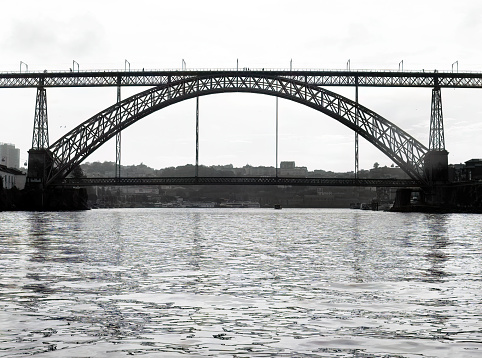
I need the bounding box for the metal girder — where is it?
[60,177,423,187]
[32,87,49,149]
[428,87,445,151]
[48,74,427,183]
[0,70,482,88]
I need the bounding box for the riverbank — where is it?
[0,187,89,211]
[390,182,482,214]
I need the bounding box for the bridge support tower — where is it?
[27,86,52,188]
[424,83,449,205]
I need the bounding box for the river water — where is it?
[0,209,482,358]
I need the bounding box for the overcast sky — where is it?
[0,0,482,171]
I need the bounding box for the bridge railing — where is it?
[0,67,481,75]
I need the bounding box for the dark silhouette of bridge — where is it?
[0,69,482,207]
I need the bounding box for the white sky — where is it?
[0,0,482,171]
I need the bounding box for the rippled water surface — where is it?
[0,209,482,358]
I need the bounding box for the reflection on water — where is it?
[0,209,482,357]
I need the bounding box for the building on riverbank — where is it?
[0,143,20,169]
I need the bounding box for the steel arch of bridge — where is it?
[46,73,428,185]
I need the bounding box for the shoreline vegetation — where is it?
[0,162,482,213]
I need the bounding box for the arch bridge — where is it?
[0,70,468,186]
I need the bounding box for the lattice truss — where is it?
[47,74,427,184]
[0,70,482,88]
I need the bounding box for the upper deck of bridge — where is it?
[0,68,482,88]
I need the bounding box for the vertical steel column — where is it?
[276,96,278,178]
[115,77,121,178]
[428,85,445,151]
[32,85,49,149]
[355,76,359,179]
[194,96,199,178]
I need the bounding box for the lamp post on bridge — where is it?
[20,61,28,72]
[452,60,459,73]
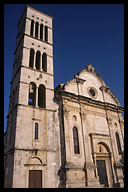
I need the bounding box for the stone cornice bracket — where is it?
[74,75,86,84]
[86,64,95,72]
[107,117,112,126]
[63,107,70,119]
[81,112,87,120]
[99,86,109,92]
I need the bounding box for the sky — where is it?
[4,4,124,130]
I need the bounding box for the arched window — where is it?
[40,24,43,40]
[30,20,34,36]
[73,127,80,154]
[38,85,46,108]
[35,51,40,70]
[116,132,122,155]
[28,82,36,106]
[45,26,48,42]
[29,49,34,68]
[42,53,47,72]
[35,22,39,38]
[35,123,38,139]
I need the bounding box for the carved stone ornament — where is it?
[63,108,70,119]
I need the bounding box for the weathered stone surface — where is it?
[4,6,124,188]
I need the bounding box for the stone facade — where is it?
[4,6,124,188]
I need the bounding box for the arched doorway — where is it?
[96,142,113,187]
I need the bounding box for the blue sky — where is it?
[4,4,124,130]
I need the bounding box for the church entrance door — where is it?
[29,170,42,188]
[96,160,108,187]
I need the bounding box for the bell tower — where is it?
[5,6,58,188]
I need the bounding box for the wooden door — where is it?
[29,170,42,188]
[96,160,108,187]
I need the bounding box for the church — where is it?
[4,5,124,188]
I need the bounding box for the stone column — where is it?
[36,86,39,107]
[33,50,36,69]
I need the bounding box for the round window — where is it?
[88,87,97,98]
[89,89,96,97]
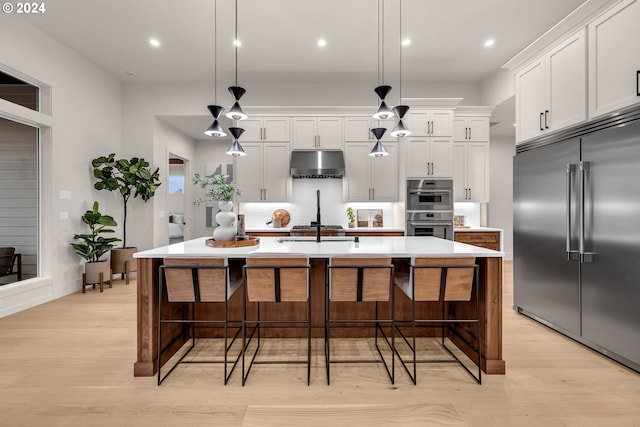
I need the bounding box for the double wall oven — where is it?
[406,179,453,240]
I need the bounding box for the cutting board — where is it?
[271,209,291,227]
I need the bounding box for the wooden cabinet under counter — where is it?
[453,230,500,251]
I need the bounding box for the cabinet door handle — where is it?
[540,113,544,130]
[544,110,549,129]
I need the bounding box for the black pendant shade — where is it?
[229,128,244,139]
[226,127,247,157]
[207,105,224,119]
[371,128,387,141]
[393,105,409,119]
[373,85,391,101]
[204,105,227,138]
[229,86,247,101]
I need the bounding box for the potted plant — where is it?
[91,153,161,284]
[71,202,120,292]
[347,207,356,228]
[193,173,240,241]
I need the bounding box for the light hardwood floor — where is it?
[0,262,640,427]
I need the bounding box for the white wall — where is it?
[487,137,516,260]
[0,15,122,316]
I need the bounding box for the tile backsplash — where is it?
[239,179,404,228]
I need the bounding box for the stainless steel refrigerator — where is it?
[513,116,640,372]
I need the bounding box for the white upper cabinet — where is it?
[234,142,291,202]
[405,108,453,136]
[236,116,290,143]
[515,29,587,142]
[342,142,398,202]
[588,0,640,118]
[292,117,342,150]
[453,142,489,203]
[453,116,489,141]
[405,135,453,178]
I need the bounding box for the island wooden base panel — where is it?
[134,258,505,376]
[7,262,640,427]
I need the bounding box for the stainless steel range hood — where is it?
[291,150,344,178]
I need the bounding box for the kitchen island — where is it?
[134,236,505,376]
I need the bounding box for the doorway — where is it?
[167,153,187,245]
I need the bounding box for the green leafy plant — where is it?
[71,202,120,262]
[347,207,356,223]
[91,153,161,248]
[193,173,240,206]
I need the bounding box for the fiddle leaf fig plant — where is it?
[91,153,162,248]
[71,202,120,262]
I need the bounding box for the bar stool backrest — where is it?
[410,257,476,301]
[329,255,393,301]
[246,254,309,302]
[164,257,230,302]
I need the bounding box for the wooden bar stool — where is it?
[242,254,311,386]
[325,254,395,384]
[395,256,482,384]
[157,257,242,385]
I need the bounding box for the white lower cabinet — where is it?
[342,142,398,202]
[235,142,291,202]
[453,142,489,203]
[406,137,453,178]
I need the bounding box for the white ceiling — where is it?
[25,0,584,135]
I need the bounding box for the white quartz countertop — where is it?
[245,226,404,233]
[453,227,502,233]
[134,236,504,258]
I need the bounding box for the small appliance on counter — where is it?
[289,225,345,236]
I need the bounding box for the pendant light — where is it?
[369,128,389,157]
[204,0,227,138]
[227,127,247,157]
[389,0,411,138]
[226,0,248,120]
[373,0,394,120]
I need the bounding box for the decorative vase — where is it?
[213,201,237,241]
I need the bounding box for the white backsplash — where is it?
[239,179,404,228]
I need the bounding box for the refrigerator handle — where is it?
[566,163,577,261]
[578,162,594,263]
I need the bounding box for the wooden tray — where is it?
[205,237,260,248]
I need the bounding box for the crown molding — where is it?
[502,0,623,71]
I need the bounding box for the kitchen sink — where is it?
[277,236,360,243]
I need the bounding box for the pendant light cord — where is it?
[233,0,239,86]
[398,0,402,104]
[380,0,384,83]
[213,0,218,105]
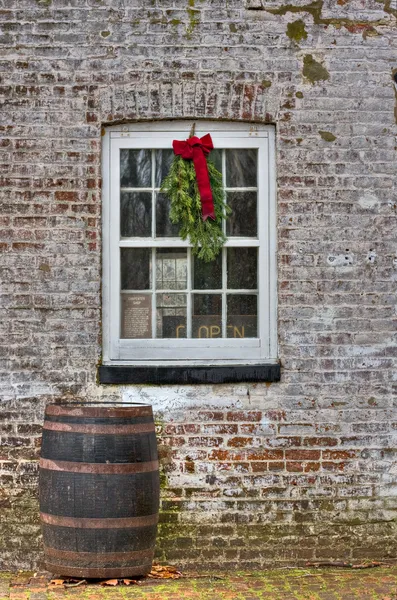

===

* **Work required**
Rewrite all of the material above with every "bounding box" changed to "box coordinates" and nothing else altered. Leave the pictures out.

* **Task solution**
I need the box coordinates for the metal girder — where is it?
[60,177,423,187]
[32,87,49,149]
[428,87,445,151]
[48,74,427,183]
[0,70,482,88]
I need the box coordinates for the riverbank — where is it?
[0,187,89,211]
[390,182,482,214]
I need the box coordinates for the bridge support tower — where is it?
[27,86,52,188]
[424,83,449,205]
I need the box coordinates for the river water — where is it?
[0,209,482,358]
I need the box coordinates for the overcast sky — where is it?
[0,0,482,171]
I need the box coordinates for the bridge railing — where is it?
[0,67,481,75]
I need the box coordinates for the dark silhouette of bridge — where is it?
[0,69,482,207]
I need the box coordinates for the white sky — where is it?
[0,0,482,171]
I need the box coordinates for the rippled water surface — where is it?
[0,209,482,358]
I need the box coordinates for the reflection on water — where is it?
[0,209,482,357]
I need the box coordinates for the building on riverbank — where is it?
[0,143,20,169]
I need the box coordinates for the steel arch of bridge — where is it?
[46,73,428,185]
I need the box coordinates for the shoreline vegetation — where is it?
[0,162,482,213]
I need the box coordinates for the arch bridge — where is it?
[0,70,468,186]
I need the box coordinates for the lattice truss — where is it?
[47,74,427,184]
[0,70,482,88]
I need the box coordinates for the upper deck of bridge — where is it?
[0,68,482,88]
I need the box coordinates for the vertical steel column — where is it?
[276,96,278,178]
[115,77,121,178]
[428,85,445,151]
[32,85,49,149]
[355,76,359,179]
[194,96,199,178]
I need the box coordinates for the lamp post on bridge — where is it?
[20,61,28,72]
[452,60,459,73]
I need the box coordinates for the stone cornice bracket — where is it?
[74,75,86,84]
[86,64,95,72]
[107,117,112,126]
[63,107,70,119]
[81,112,87,120]
[99,86,109,92]
I need the box coordinates for the sky — where is it?
[4,4,124,130]
I need the box coordinates for the arched window — where is it?
[40,24,43,40]
[30,20,34,36]
[73,127,80,154]
[38,85,46,108]
[35,51,40,70]
[116,132,122,155]
[28,82,36,106]
[45,26,48,42]
[29,49,34,68]
[42,53,47,72]
[35,22,39,38]
[35,123,38,139]
I need the box coordinates for the carved stone ornament — where is it?
[63,108,70,119]
I need the box coordinates for the weathered stone surface — where is it?
[4,6,124,188]
I need the box coordinates for the stone facade — where is it?
[4,6,124,188]
I need the box coordinates for the arched doorway — where is it?
[96,142,113,187]
I need the box coordinates for the blue sky — where is it?
[4,4,124,130]
I need the box coordinates for the church entrance door — where is it?
[29,170,42,188]
[96,160,108,187]
I need the box coordinates for the bell tower — where is it?
[5,6,58,188]
I need the box coordinates for the wooden door — where is it?
[29,170,42,188]
[96,160,108,187]
I need the box coordinates for the church — where is it?
[4,5,124,188]
I need the box coordinates for the stone column — where is it?
[36,86,39,107]
[33,50,36,69]
I need the box coordinates for the round window — where is it?
[88,87,97,98]
[89,89,96,97]
I need the box coordinates for the double wall oven — where is it?
[406,179,453,240]
I need the box coordinates for the cutting board — where is it?
[271,209,291,227]
I need the box coordinates for the wooden cabinet under counter — where is it?
[453,230,500,251]
I need the box coordinates for the cabinet door handle — where is it?
[540,113,544,130]
[544,110,549,129]
I need the box coordinates for the black pendant shade — where is it?
[229,128,244,139]
[226,127,247,157]
[207,105,224,119]
[371,128,387,141]
[393,105,409,119]
[373,85,391,101]
[204,105,227,138]
[229,86,247,101]
I need the box coordinates for the potted plant — where is it?
[91,153,161,284]
[71,202,120,292]
[347,207,356,228]
[193,173,240,241]
I need the box coordinates for the light hardwood floor — where is it?
[0,262,640,427]
I need the box coordinates for the white wall — where is it?
[487,137,516,260]
[0,15,122,316]
I need the box coordinates for the tile backsplash — where is it?
[239,179,404,228]
I need the box coordinates for the stainless steel refrigerator — where is it?
[513,116,640,372]
I need the box coordinates for the white upper cabinet — where is it?
[234,142,291,202]
[405,108,453,136]
[236,116,290,143]
[515,29,587,142]
[342,142,398,202]
[588,0,640,118]
[292,117,342,150]
[453,142,489,203]
[453,116,489,141]
[405,135,453,178]
I need the box coordinates for the island wooden base panel — where is it?
[134,258,505,376]
[7,262,640,427]
I need the box coordinates for the stainless steel range hood — where is it?
[291,150,344,178]
I need the box coordinates for the kitchen island — where is it?
[134,236,505,376]
I need the box coordinates for the doorway — where is it?
[167,153,187,245]
I need the box coordinates for the green leafy plant — where is it?
[71,202,120,262]
[347,207,356,223]
[91,153,161,248]
[193,173,240,206]
I need the box coordinates for the fiddle leaf fig plant — where is it?
[91,153,162,248]
[71,202,120,262]
I need the box coordinates for the bar stool backrest — where is it?
[410,257,476,301]
[329,255,393,301]
[246,254,309,302]
[164,257,230,302]
I need the box coordinates for the wooden bar stool — where is it?
[242,254,311,386]
[325,254,395,384]
[395,256,482,384]
[157,257,242,385]
I need the box coordinates for the white lower cabinet — where is it?
[342,142,398,202]
[235,142,291,202]
[453,142,489,203]
[406,137,453,178]
I need the box coordinates for the white ceiling — where is it?
[25,0,584,135]
I need the box coordinates for the white quartz countertop — where is it?
[245,226,404,233]
[453,227,502,233]
[134,236,504,258]
I need the box coordinates for the small appliance on counter — where is it?
[289,225,345,236]
I need the box coordinates for the pendant light — where is it?
[369,128,389,157]
[204,0,227,138]
[227,127,247,157]
[389,0,411,138]
[226,0,248,120]
[373,0,394,120]
I need the box coordinates for the decorative vase — where is it?
[213,201,237,241]
I need the box coordinates for the white backsplash — where is it?
[239,179,404,228]
I need the box coordinates for the refrigerator handle — where is it?
[566,163,577,261]
[578,162,594,263]
I need the box coordinates for the wooden tray — where is it?
[205,237,260,248]
I need the box coordinates for the crown molding — where is it?
[502,0,623,71]
I need the box coordinates for the kitchen sink — where is it?
[277,236,360,243]
I need the box coordinates for the pendant light cord — where is it?
[233,0,239,86]
[398,0,402,104]
[380,0,384,83]
[213,0,218,105]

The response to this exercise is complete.